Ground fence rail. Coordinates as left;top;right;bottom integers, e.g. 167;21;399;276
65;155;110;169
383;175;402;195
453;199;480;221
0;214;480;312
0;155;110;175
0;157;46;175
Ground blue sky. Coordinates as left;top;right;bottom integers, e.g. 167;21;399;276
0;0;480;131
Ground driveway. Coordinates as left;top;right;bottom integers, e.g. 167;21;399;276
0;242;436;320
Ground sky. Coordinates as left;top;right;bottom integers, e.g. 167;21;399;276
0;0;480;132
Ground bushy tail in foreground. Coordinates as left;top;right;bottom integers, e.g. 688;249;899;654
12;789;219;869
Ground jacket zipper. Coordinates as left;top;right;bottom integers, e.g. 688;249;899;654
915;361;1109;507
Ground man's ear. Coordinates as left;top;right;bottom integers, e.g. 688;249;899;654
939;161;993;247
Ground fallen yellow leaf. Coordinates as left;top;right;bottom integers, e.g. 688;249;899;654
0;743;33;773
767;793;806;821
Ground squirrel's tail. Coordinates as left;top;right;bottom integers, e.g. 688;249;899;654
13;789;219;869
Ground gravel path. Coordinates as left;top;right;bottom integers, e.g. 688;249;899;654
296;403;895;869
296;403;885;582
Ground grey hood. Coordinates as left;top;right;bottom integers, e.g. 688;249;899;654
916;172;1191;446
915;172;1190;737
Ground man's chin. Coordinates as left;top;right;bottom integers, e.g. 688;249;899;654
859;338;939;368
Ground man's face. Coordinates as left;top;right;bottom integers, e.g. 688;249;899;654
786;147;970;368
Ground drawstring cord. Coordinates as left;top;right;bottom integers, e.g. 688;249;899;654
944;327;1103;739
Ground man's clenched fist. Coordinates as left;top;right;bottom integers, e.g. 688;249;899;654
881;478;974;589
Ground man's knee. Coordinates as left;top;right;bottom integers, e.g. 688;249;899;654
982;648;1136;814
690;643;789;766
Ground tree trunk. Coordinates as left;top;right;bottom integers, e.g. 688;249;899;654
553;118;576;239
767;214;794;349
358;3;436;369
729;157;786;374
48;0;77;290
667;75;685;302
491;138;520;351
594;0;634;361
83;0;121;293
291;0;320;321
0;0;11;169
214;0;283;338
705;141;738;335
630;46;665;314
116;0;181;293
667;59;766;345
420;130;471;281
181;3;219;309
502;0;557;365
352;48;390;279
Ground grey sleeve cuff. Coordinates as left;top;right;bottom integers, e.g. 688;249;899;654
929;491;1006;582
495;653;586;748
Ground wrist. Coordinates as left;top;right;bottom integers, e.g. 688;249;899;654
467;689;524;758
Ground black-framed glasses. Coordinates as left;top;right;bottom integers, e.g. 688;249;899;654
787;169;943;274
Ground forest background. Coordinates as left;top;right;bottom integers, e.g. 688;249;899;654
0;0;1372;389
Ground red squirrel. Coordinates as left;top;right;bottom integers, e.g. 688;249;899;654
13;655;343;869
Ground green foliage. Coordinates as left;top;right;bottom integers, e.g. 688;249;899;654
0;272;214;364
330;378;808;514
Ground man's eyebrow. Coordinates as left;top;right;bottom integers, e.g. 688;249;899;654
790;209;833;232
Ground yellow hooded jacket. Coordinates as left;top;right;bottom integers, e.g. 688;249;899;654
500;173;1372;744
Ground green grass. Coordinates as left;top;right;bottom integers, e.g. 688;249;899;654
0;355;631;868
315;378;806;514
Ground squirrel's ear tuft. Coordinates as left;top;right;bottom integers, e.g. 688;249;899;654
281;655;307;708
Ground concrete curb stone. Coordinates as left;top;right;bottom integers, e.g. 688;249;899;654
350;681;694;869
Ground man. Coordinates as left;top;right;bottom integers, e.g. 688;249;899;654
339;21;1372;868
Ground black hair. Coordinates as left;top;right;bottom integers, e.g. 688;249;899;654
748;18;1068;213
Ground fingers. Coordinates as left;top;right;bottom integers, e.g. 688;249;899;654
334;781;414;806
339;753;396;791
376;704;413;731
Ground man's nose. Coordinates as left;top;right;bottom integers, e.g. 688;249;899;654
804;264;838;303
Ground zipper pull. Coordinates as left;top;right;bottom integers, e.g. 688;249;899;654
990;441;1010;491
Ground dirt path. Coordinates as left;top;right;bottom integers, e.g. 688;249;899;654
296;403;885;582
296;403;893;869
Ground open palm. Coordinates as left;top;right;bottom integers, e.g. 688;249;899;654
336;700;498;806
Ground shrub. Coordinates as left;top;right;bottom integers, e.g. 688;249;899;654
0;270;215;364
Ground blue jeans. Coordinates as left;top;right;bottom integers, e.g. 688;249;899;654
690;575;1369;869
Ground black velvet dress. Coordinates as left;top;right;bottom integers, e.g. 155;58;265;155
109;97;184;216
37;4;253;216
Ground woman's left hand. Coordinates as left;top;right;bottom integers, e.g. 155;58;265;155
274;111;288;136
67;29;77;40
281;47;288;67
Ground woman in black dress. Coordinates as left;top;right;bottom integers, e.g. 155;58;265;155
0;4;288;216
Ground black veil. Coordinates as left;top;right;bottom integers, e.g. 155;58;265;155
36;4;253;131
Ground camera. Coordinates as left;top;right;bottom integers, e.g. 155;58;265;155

▬▬▬▬▬▬

● WRITTEN PROBLEM: Rewrite every line from the line with "Ground man. Coordinates" up to and including the line with "376;704;413;731", and give only those lines. Multiply each bounding-box coordinate by 1.15 and round it to a whole number, with halves rounded up; keep the lines beginning with "Ground", including their sample coordinates, unchanged.

● RESPONSE TO THE EXERCISE:
Ground man. Coordinates as left;top;right;bottom integers, e.g. 688;249;899;654
390;24;1578;998
Ground black hair. Coordinates as left;top;right;bottom integers, e.g. 688;249;899;654
860;21;1228;245
Ground fingers. Coordinates as left;top;right;bottom integers, e.g. 688;249;899;654
384;898;476;927
390;866;455;910
432;810;475;841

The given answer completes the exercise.